_Aufgaben_
(a) Wie viele Fluggesellschaften gehören laut dem Artikel über erfolgreiche Kooperationen zur Star-Alliance?
(b) Schreiben Sie den Abschnitt des Artikels über erfolgreiche Kooperationen von „Im Mittelstand beeindruckt“ bis „die ihresgleichen sucht.“ neu und setzen Sie dabei „Ziegelproduzenten“ an die Stelle von „Mauerziegelherstellern“.
(c) Führen Sie den Artikel über erfolgreiche Kooperationen im Anschluss an seinen letzten Satz weiter.

_Artikel_
****
Beispiele erfolgreicher Kooperationen

Ein bekanntes Beispiel für eine geglückte Kooperation ist die 30 Fluggesellschaften umfassende Star-Alliance, die ihren Passagieren das Gefühl vermitteln will, mit nur einer Linie auf effiziente Art alle Orte der Welt erreichen zu können.

Im Mittelstand beeindruckt die Initiative "Mein Ziegelhaus". Diese Kooperation von sechs regional führenden Mauerziegelherstellern betreibt die gemeinsame Entwicklung und Vermarktung höchst innovativer Produkte.

Im Tourismus setzt der Verein "TauernAlpin Nationalpark Partner" die Benchmark sehr hoch. Gemeinsam wollen ca. 40 Beherbungsbetriebe mit rund 1.500 Betten den Gästen das Abenteuer Berg ganzheitlich vermitteln, mit einem Anspruch und einer Leistungspalette, die ihresgleichen sucht.

Drei Beispiele, die auf den ersten Blick nichts mit den Anforderungen in der Elektronikentwicklung gemeinsam haben und dennoch Anstoß geben können, um das Visionäre, den zündenden Funken, hinter der Kooperation neu zu entdecken.
****
[Datensätze mit Umrissannotationen]
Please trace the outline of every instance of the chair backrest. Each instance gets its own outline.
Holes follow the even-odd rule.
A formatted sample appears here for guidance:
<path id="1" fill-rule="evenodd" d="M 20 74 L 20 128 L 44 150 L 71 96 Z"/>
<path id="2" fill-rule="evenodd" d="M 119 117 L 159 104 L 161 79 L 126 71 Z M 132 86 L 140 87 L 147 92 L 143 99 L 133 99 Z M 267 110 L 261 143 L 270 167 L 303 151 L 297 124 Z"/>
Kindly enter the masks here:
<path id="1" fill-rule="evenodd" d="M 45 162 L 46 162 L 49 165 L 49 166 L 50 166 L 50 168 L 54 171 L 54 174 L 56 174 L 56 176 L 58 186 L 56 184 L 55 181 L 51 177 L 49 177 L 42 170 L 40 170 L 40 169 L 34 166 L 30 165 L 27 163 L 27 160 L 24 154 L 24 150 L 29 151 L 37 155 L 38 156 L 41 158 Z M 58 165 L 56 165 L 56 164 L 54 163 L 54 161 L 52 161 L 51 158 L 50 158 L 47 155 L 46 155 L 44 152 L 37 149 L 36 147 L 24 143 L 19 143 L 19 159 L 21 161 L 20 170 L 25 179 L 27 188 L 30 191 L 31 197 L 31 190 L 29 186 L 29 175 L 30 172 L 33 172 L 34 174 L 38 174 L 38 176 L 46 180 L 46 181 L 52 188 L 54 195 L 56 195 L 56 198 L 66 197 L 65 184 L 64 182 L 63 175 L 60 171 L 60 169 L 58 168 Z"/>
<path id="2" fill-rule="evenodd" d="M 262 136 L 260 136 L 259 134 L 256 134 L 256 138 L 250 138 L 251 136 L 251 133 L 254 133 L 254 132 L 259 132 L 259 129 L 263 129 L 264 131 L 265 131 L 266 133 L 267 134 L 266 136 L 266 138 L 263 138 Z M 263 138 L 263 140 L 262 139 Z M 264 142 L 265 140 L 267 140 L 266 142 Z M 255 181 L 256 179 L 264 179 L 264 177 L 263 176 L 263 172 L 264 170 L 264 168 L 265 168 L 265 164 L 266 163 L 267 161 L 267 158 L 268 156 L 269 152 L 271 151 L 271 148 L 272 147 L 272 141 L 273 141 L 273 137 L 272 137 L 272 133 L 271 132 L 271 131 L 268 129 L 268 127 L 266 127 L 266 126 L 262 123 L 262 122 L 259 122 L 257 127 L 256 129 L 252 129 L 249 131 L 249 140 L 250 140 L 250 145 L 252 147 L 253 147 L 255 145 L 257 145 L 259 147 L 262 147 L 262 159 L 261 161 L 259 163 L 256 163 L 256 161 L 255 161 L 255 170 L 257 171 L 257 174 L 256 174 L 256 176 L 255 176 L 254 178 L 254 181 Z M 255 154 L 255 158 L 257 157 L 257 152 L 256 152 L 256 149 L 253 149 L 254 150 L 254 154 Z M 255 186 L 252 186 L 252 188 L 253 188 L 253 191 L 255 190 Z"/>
****
_Lösungen_
(a) 30 Fluggesellschaften.

(b)
Im Mittelstand beeindruckt die Initiative "Mein Ziegelhaus". Diese Kooperation von sechs regional führenden Ziegelproduzenten betreibt die gemeinsame Entwicklung und Vermarktung höchst innovativer Produkte.

Im Tourismus setzt der Verein "TauernAlpin Nationalpark Partner" die Benchmark sehr hoch. Gemeinsam wollen ca. 40 Beherbungsbetriebe mit rund 1.500 Betten den Gästen das Abenteuer Berg ganzheitlich vermitteln, mit einem Anspruch und einer Leistungspalette, die ihresgleichen sucht.

(c)
Kooperationen sind nicht nur ein Instrument, um die eigene Überlebensfähigkeit abzusichern, mit dem Gelingen einer 5-Sterne-Kooperation bringen sie auch die eigene Unternehmensentwicklung in großen Schritten voran. Daher sollte im Rahmen des Risikomanagements die Kooperationsfrage mindestens einmal im Jahr auf die Tagesordnung gesetzt werden. Denn interessante und relevante Ziele, die mit Kooperationen erreicht werden, gibt es genügend.

Das E-Book zum Beitrag

Christian Kalkbrenner: Gewinnbringende Kooperationen: Was Unternehmenslenker von Eric Clapton lernen können, Ventus Publishing ApS, 2011. ISBN 978-87-7681-871-5. Kostenloser Download unter http://bookboon.com/de/business/management/gewinnbringende-kooperationen.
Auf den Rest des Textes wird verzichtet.